GIVEN PROBLEM 1
For the Prairie Bee thread, decide whether each statement below agrees with it: (a) linebacker43's buddy made his trip at the beginning of June; (b) tancaddis's friends caught few walleye on their September scouting trip; (c) tancaddis plans to stay at the outpost cabin on Prairie Bee from June 10 to 17. Answer yes or no for each, quoting the deciding words of the thread.

BEGIN DOCUMENT SEGMENT

# Prairie Bee, Ontario



## linebacker43 (Aug 3, 2009)

Heading up there for a week long trip at the end of June. Anybody fished it before? Buddy went up last year and said the weather took a crap on them the whole week. They went the beginning of June. Said they had to scrape their windshields a few mornings. Hopefully not the case this year. He said it is known for Smallies, just wondering if anyone as been there or not. Thanks for any info! 

Linebacker43


----------



## linebacker43 (Aug 3, 2009)

If it helps, it connects to Lake Windermere....lol! Anybody fished that body of water.


----------



## tancaddis (Mar 27, 2017)

My two fishing buddies went up last year for a few days on a scouting trip and they had a good time. They went in early September, so the fishing was a lot different than our normal trip in early-mid June. The pattern was off, but they worked hard and found Walleye every day. Lot's of nice smallmouth, but few pike. I have a feeling it was just because the fish are not holding to structure at or near spawn time like we are used to.

At any rate, we are going this year (June 10-17) and staying at the outpost cabin on Prairie Bee. They liked that end of the lake a lot better. More structure to fish, and more typical walleye holding depths for spring fishing. I have read both good and bad, but honestly I am really looking forward to it....any week in Canada, fishing with family and friends is better than slogging away at work. I've been to 8 different lodges/outfitters in Ontario and Quebec over the years and I've only had one "bad" fishing trip. I am stoked about this year. Bringing my 9 year old boy for his first trip and I think this is the perfect compromise between drive-to lodge and fly-in....


----------



## linebacker43 (Aug 3, 2009)

END DOCUMENT SEGMENT
BEGIN DATASET ENTRIES

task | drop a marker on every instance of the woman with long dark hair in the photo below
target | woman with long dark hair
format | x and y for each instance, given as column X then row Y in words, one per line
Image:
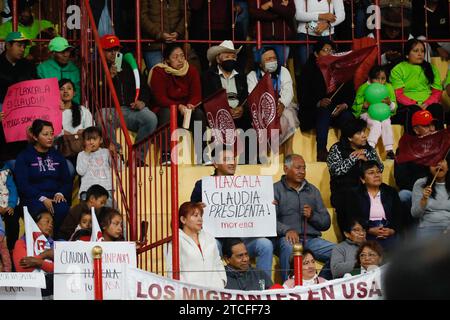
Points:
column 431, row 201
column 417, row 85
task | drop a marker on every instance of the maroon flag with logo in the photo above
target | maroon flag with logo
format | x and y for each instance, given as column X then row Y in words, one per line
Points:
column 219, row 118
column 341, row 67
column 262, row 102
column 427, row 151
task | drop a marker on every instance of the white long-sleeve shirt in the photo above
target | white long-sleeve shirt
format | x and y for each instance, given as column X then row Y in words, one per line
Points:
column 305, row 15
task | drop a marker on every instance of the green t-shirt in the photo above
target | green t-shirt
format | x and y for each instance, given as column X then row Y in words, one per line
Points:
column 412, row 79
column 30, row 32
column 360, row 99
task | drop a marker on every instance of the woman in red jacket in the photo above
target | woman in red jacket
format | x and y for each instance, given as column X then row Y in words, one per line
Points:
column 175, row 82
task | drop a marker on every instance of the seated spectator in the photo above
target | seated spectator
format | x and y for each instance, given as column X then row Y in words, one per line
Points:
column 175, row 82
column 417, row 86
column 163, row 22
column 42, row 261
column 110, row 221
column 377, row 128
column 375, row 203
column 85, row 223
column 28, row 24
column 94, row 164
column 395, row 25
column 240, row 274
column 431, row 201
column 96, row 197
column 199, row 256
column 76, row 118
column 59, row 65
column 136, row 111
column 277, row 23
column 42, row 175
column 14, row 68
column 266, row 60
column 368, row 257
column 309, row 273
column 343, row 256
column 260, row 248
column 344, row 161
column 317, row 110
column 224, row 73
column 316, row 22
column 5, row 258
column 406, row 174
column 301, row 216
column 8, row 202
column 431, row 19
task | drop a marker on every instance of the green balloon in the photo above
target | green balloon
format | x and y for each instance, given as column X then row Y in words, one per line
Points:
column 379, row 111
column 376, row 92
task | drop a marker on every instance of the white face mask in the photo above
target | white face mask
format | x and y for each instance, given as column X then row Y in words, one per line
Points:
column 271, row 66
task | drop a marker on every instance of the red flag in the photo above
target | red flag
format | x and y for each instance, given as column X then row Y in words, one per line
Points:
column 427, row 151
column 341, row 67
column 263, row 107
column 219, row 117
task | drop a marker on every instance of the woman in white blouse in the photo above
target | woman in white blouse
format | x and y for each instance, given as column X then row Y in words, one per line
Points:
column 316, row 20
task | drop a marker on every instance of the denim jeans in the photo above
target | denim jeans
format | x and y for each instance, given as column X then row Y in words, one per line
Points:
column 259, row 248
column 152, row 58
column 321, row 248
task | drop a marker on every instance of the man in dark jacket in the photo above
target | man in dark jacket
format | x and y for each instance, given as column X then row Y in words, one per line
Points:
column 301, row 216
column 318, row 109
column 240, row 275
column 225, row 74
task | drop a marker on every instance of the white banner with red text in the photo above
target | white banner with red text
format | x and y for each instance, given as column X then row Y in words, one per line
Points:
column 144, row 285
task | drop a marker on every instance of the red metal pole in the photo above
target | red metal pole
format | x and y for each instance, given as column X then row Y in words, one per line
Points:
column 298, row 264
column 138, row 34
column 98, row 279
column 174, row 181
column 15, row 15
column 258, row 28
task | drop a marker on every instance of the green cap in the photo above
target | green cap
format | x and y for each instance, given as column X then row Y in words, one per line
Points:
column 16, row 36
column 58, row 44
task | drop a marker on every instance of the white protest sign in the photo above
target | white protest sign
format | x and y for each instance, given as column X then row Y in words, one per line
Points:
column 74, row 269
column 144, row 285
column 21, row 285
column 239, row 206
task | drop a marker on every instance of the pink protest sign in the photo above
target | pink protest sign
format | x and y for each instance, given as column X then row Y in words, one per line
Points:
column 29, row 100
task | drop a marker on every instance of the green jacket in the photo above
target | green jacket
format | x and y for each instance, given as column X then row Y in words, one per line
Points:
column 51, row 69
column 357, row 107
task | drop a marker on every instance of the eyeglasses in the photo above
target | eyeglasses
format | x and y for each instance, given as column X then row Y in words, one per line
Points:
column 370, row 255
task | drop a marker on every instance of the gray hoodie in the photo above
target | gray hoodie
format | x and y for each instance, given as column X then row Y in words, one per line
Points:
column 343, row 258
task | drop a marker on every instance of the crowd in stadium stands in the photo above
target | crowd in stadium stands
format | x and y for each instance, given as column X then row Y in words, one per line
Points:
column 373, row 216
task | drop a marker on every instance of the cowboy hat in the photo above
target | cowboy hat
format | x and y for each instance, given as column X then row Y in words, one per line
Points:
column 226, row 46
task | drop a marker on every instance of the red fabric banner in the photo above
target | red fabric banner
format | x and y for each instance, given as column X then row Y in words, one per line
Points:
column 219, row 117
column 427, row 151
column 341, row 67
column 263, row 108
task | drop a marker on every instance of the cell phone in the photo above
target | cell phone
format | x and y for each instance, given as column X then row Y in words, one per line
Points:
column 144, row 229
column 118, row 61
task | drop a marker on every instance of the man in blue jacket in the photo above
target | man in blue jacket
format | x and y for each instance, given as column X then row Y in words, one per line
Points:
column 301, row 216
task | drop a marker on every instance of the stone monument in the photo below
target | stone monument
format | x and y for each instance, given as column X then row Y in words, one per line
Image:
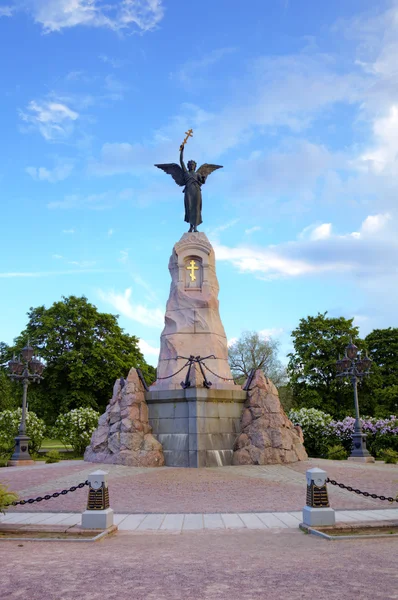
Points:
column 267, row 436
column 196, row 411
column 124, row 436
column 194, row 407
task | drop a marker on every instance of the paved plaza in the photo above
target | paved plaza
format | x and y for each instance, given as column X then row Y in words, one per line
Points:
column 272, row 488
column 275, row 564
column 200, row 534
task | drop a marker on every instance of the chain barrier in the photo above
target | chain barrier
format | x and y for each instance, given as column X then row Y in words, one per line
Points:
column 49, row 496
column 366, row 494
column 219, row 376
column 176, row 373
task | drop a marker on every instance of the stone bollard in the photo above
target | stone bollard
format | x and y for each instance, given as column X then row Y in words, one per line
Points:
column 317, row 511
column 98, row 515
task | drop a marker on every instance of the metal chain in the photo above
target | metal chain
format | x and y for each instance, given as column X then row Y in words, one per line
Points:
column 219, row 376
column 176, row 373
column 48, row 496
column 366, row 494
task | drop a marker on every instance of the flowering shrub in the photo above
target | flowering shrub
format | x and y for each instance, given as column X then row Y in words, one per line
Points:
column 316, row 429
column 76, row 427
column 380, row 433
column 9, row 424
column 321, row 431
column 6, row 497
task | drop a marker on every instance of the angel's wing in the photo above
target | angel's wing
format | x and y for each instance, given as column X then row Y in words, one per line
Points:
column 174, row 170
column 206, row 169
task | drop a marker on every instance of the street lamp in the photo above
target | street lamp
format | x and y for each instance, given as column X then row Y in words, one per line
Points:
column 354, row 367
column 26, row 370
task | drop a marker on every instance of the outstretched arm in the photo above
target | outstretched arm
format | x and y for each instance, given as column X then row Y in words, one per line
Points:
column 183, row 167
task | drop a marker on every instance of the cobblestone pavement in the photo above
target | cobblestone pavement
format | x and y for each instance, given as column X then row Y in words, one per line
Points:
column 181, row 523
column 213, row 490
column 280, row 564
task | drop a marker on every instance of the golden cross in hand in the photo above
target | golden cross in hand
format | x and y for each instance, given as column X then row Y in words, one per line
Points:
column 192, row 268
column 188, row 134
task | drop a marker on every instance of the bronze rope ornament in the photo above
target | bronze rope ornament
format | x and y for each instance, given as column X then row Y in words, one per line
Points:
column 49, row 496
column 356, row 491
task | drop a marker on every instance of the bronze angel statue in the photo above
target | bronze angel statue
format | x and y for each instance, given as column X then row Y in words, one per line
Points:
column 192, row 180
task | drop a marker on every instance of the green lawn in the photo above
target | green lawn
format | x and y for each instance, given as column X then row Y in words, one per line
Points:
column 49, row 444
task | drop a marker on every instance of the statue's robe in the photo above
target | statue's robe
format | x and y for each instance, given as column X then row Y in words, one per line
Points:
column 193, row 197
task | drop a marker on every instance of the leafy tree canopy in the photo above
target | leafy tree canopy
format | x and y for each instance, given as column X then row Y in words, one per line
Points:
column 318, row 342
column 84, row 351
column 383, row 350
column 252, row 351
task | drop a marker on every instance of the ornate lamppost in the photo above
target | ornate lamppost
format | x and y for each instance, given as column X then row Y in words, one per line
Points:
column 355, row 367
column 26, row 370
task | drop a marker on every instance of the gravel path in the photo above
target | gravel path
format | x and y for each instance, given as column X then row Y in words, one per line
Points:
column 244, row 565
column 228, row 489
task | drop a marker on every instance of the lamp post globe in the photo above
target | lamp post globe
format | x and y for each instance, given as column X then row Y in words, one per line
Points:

END DATASET ENTRIES

GIVEN PROBLEM 2
In the records, reproduce the stretch from the line containing "task | drop a marker on every instance of the street" through the line containing "column 280, row 564", renaming "marker" to "pin" and changing nothing else.

WRITTEN SOLUTION 1
(a) Yes: "They went the beginning of June."
(b) No: "they worked hard and found Walleye every day"
(c) Yes: "we are going this year (June 10-17) and staying at the outpost cabin on Prairie Bee"

WRITTEN SOLUTION 2
task | drop a pin on every instance of the street lamp in the photo above
target | street lamp
format | x and y for each instance, given as column X then row Y in words, one per line
Points:
column 354, row 367
column 26, row 370
task | drop a pin on every instance of the outstretched arm in the photo above
target | outstretched arm
format | x and y for each instance, given as column X then row Y in words, one per line
Points:
column 183, row 167
task | drop a pin on every instance of the cobblestone pavement in the photo above
target | cobblestone pavement
format | x and y for each instance, given as column X then row Y in words, one per line
Points:
column 181, row 523
column 213, row 490
column 280, row 564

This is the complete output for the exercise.